▸ **TASK OBJECTIVE**: Please set down the entire listing exactly.

+ + + + +

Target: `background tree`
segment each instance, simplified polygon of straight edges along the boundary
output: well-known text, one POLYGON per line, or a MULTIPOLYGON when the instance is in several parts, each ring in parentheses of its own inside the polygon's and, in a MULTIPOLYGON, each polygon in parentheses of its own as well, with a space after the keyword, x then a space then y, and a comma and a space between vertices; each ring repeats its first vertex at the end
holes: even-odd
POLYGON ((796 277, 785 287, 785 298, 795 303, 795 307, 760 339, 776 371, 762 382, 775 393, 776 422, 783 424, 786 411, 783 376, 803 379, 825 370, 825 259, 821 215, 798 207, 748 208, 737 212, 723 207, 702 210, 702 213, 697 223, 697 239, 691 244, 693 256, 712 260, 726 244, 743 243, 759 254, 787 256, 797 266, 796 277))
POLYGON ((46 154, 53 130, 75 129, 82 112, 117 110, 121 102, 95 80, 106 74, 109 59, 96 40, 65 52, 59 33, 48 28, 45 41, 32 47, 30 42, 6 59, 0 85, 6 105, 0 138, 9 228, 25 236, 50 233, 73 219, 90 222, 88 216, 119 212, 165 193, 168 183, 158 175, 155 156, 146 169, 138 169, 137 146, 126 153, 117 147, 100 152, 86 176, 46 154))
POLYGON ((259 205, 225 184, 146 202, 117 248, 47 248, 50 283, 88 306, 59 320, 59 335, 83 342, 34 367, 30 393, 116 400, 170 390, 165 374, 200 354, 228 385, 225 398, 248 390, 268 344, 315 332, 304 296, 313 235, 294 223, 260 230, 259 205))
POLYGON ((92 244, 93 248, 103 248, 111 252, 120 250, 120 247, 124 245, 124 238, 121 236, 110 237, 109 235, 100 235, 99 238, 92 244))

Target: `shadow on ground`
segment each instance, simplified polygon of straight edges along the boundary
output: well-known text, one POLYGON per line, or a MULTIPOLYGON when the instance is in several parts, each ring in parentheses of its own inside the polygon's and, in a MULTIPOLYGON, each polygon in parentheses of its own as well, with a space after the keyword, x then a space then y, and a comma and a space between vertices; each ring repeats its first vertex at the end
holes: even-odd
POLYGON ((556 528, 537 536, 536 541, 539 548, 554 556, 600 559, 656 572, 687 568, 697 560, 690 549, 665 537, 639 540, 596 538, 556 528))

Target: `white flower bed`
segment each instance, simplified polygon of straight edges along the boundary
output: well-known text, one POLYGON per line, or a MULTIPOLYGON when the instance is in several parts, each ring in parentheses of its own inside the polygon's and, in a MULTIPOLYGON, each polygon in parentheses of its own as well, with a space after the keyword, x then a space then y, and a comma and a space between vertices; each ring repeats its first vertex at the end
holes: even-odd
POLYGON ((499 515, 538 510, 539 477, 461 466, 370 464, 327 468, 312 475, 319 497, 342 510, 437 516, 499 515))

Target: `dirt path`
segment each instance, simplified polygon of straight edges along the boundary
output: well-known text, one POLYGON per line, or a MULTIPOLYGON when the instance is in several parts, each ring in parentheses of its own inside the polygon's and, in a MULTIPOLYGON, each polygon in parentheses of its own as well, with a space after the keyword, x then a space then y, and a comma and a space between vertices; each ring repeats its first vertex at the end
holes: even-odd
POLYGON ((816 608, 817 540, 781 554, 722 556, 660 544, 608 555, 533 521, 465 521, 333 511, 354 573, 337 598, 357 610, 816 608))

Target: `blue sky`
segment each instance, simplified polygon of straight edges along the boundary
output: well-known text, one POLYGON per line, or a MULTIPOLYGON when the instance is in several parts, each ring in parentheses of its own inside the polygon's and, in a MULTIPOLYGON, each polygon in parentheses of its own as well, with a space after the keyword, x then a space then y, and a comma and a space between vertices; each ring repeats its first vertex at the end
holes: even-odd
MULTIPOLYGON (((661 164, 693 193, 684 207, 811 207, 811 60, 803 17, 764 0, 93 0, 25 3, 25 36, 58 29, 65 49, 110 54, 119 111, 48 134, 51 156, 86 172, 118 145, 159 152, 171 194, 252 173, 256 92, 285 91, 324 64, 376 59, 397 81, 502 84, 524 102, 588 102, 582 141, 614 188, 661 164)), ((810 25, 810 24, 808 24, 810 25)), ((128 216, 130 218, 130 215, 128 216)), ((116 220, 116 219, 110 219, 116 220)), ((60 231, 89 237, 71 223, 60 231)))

+ + + + +

▸ **WRITTEN ANSWER**:
Target: `background tree`
segment each instance, simplified polygon of straight edges along the boundary
output: well-known text, one POLYGON per line, or a MULTIPOLYGON when the instance is in several parts, each ring in parentheses of its own inside the polygon's and, in a MULTIPOLYGON, each polygon in parentheses of its own as well, with a space after the keyword, x then a space then y, and a comma and a space between vertices; each ring repeats its first vertex at the end
holes: even-odd
POLYGON ((796 277, 785 287, 785 298, 795 303, 795 307, 760 339, 776 371, 762 382, 775 393, 776 422, 783 424, 786 411, 783 376, 803 379, 825 370, 825 259, 821 215, 798 207, 748 208, 737 212, 723 207, 702 210, 702 213, 697 223, 697 239, 691 244, 693 256, 712 260, 726 244, 743 243, 759 254, 787 256, 797 266, 796 277))
POLYGON ((46 154, 53 130, 75 129, 82 112, 117 110, 121 102, 95 80, 106 74, 109 59, 96 40, 65 52, 59 33, 48 28, 45 41, 32 47, 30 42, 6 59, 0 85, 6 105, 0 138, 9 228, 25 236, 50 233, 73 219, 90 222, 88 216, 119 212, 165 193, 168 183, 158 175, 155 156, 146 169, 138 169, 137 146, 126 153, 117 147, 100 152, 86 176, 46 154))
POLYGON ((259 205, 225 184, 146 202, 117 248, 47 248, 50 283, 88 306, 59 320, 59 335, 83 342, 34 367, 30 393, 116 400, 170 390, 165 374, 200 354, 228 385, 225 398, 248 390, 268 344, 315 332, 304 296, 313 235, 294 223, 260 230, 259 205))
POLYGON ((92 244, 93 248, 103 248, 111 252, 120 250, 120 247, 124 245, 124 238, 121 236, 110 237, 109 235, 100 235, 99 238, 92 244))

Target: `shadow on ground`
segment each instance, simplified polygon of straight edges along the boundary
output: well-known text, one POLYGON per line, or a MULTIPOLYGON when the instance is in several parts, each ring in parentheses of its own inside the polygon's and, in a MULTIPOLYGON, each polygon in parentheses of its own as well, with a space after the keyword, x then a space then y, and a comma and a space between vertices; each ring repeats its first vertex at the end
holes: even-odd
POLYGON ((556 528, 537 536, 536 541, 539 548, 554 556, 600 559, 656 572, 687 568, 697 560, 690 549, 665 537, 639 540, 596 538, 556 528))

Target: `white flower bed`
segment each instance, simplified polygon of straight edges along the boundary
output: well-known text, one POLYGON per line, or a MULTIPOLYGON when the instance is in several parts, each ring in parentheses of its own inside the polygon's and, in a MULTIPOLYGON, each polygon in parentheses of its own as well, with a space after the keyword, x then a space then y, and a comma and a space between vertices; each ring repeats its first vertex at the end
holes: even-odd
POLYGON ((499 515, 538 510, 539 477, 461 466, 370 464, 327 468, 312 475, 319 497, 342 510, 437 516, 499 515))

Target: `dirt path`
segment each instance, simplified polygon of straight edges along the boundary
output: well-known text, one POLYGON per line, or a MULTIPOLYGON when the instance is in several parts, each ring in parentheses of its own inside the polygon's and, in a MULTIPOLYGON, each polygon in parentheses of its own as well, with a space after the keyword, x then a space then y, and a comma and a space between vertices; each ring repeats its first vertex at the end
holes: even-odd
POLYGON ((816 608, 817 540, 781 554, 722 556, 660 544, 608 555, 533 521, 465 521, 333 511, 354 573, 337 598, 357 610, 816 608))

Target: `blue sky`
segment each instance, simplified polygon of straight edges along the boundary
output: well-known text, one POLYGON per line, or a MULTIPOLYGON when the instance is in several parts, each ring in parentheses of its own inside the polygon's and, in a MULTIPOLYGON, each polygon in parentheses of its own as well, with a space after the keyword, x then a space then y, and a comma and a space between vertices; each ring repeats its first vertex at the end
holes: even-odd
MULTIPOLYGON (((661 164, 693 193, 684 207, 811 207, 811 60, 803 17, 764 0, 93 0, 25 3, 25 36, 58 29, 65 49, 110 54, 119 111, 48 134, 51 156, 86 172, 118 145, 159 152, 171 194, 252 173, 256 92, 285 91, 324 64, 376 59, 397 81, 502 84, 524 102, 588 102, 582 141, 614 188, 661 164)), ((810 25, 810 24, 808 24, 810 25)), ((128 216, 130 218, 130 215, 128 216)), ((116 220, 116 219, 110 219, 116 220)), ((60 231, 89 237, 71 223, 60 231)))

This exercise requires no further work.